Ziel der Aufgabe
Prüfen Sie, ob die folgenden Aussagen mit dem Textabschnitt übereinstimmen, und beantworten Sie jede mit Ja oder Nein samt den entscheidenden Worten als wörtlichem Zitat. (a) Das Objekt hat eine Nutzfläche von 250 m². (b) Der Jurist nutzte die Kanzlei während des Lockdowns täglich. (c) Die Mieterin machte eine Mietzinsminderung von 50 % geltend.

Textabschnitt
☆ ☆ ☆
Eingeschränkte Nutzung einer Rechtsanwaltskanzlei während des ersten Lockdowns (OGH 29.4.2022, 7 Ob 207/21y)
Pandemiebedingte Nutzungseinschränkungen bei einer Rechtsanwaltskanzlei, die mit dem spezifischen Tätigkeitsprofil (hier Wirtschaftsanwältin) und der konkreten Mandantenstruktur begründet werden, berechtigen nicht zur Mietzinsminderung
Im vorliegenden Fall ging es um eine Rechtsanwaltskanzlei, die während des ersten Lockdowns nur eingeschränkt benutzt wurde. Das Objekt hat eine Nutzfläche von 250m² und wurde vor dem Lockdown von einem Juristen und zwei Sekretärinnen genutzt. Aufgrund des behördlichen Maßnahmenpakets zur Bekämpfung von COVID-19 während des ersten Lockdowns reduzierten die meisten Mandanten der Mieterin ihre Geschäftstätigkeit auf unbedingt notwendige Projekte. Die Dienstleistungen der Anwaltskanzlei wurden daher während des ersten Lockdowns um rund 80 % weniger nachgefragt. Weiters kam es zu einer Abberaumung eines Großteils der Gerichtsverhandlungen. Der in der Kanzlei tätige Jurist nutzte die Kanzlei während des Lockdowns im Durchschnitt einmal in der Woche, ohne selbst für diesen Tag ausreichend Arbeit vorzufinden. Mit den Mitarbeiterinnen wurde eine Kurzarbeitsvereinbarung mit einer Reduktion der Arbeitszeit um 90 % für die Dauer von drei Monaten geschlossen, die rückwirkend mit 15. März 2020 bewilligt wurde. Die anfallenden Arbeiten wurden von den Mitarbeiterinnen im Homeoffice erledigt. Trotz ständiger telefonischer Erreichbarkeit kontaktierten Klienten die Anwaltskanzlei erst wieder ab Mai 2020. Ab Juni 2020 verbesserte sich die Auftragssituation, wodurch der Jurist wieder ca 80 Stunden in der Kanzlei anwesend war. Die Mieterin machte aufgrund der eingeschränkten Nutzbarkeit für die Monate März, April, Mai und Juni 2020 eine Mietzinsminderung in Höhe von 80% geltend.
☆ ☆ ☆
Datensätze

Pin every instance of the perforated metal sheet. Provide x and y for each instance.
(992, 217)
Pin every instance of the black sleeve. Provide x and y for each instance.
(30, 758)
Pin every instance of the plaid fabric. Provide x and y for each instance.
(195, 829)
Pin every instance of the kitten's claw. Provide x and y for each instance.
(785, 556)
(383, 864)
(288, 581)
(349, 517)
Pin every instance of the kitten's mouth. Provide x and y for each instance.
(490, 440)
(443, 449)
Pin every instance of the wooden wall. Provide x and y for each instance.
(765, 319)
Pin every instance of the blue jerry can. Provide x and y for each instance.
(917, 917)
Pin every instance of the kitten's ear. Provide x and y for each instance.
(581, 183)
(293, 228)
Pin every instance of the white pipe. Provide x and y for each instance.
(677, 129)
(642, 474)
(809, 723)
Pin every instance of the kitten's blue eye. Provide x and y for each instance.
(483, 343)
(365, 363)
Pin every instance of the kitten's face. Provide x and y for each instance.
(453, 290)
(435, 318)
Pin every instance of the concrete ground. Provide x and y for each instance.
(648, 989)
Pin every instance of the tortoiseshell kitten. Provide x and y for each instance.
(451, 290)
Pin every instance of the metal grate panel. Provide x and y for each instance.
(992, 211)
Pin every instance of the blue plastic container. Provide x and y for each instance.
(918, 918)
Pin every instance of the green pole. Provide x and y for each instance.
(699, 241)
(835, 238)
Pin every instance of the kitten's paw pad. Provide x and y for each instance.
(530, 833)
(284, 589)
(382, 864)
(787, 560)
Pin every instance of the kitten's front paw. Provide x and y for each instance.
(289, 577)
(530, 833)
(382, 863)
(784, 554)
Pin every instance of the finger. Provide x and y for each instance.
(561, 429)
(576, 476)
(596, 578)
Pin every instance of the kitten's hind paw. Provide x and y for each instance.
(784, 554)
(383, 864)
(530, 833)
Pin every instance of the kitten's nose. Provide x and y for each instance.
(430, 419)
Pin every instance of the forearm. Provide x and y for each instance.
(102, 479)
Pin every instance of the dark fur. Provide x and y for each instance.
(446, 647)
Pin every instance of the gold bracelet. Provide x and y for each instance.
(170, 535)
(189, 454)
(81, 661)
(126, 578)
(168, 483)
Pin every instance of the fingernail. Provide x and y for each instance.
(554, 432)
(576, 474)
☆ ☆ ☆
Lösung der Aufgabe
(a) Ja: „Das Objekt hat eine Nutzfläche von 250m²“.
(b) Nein: „nutzte die Kanzlei während des Lockdowns im Durchschnitt einmal in der Woche“.
(c) Nein: „eine Mietzinsminderung in Höhe von 80% geltend“.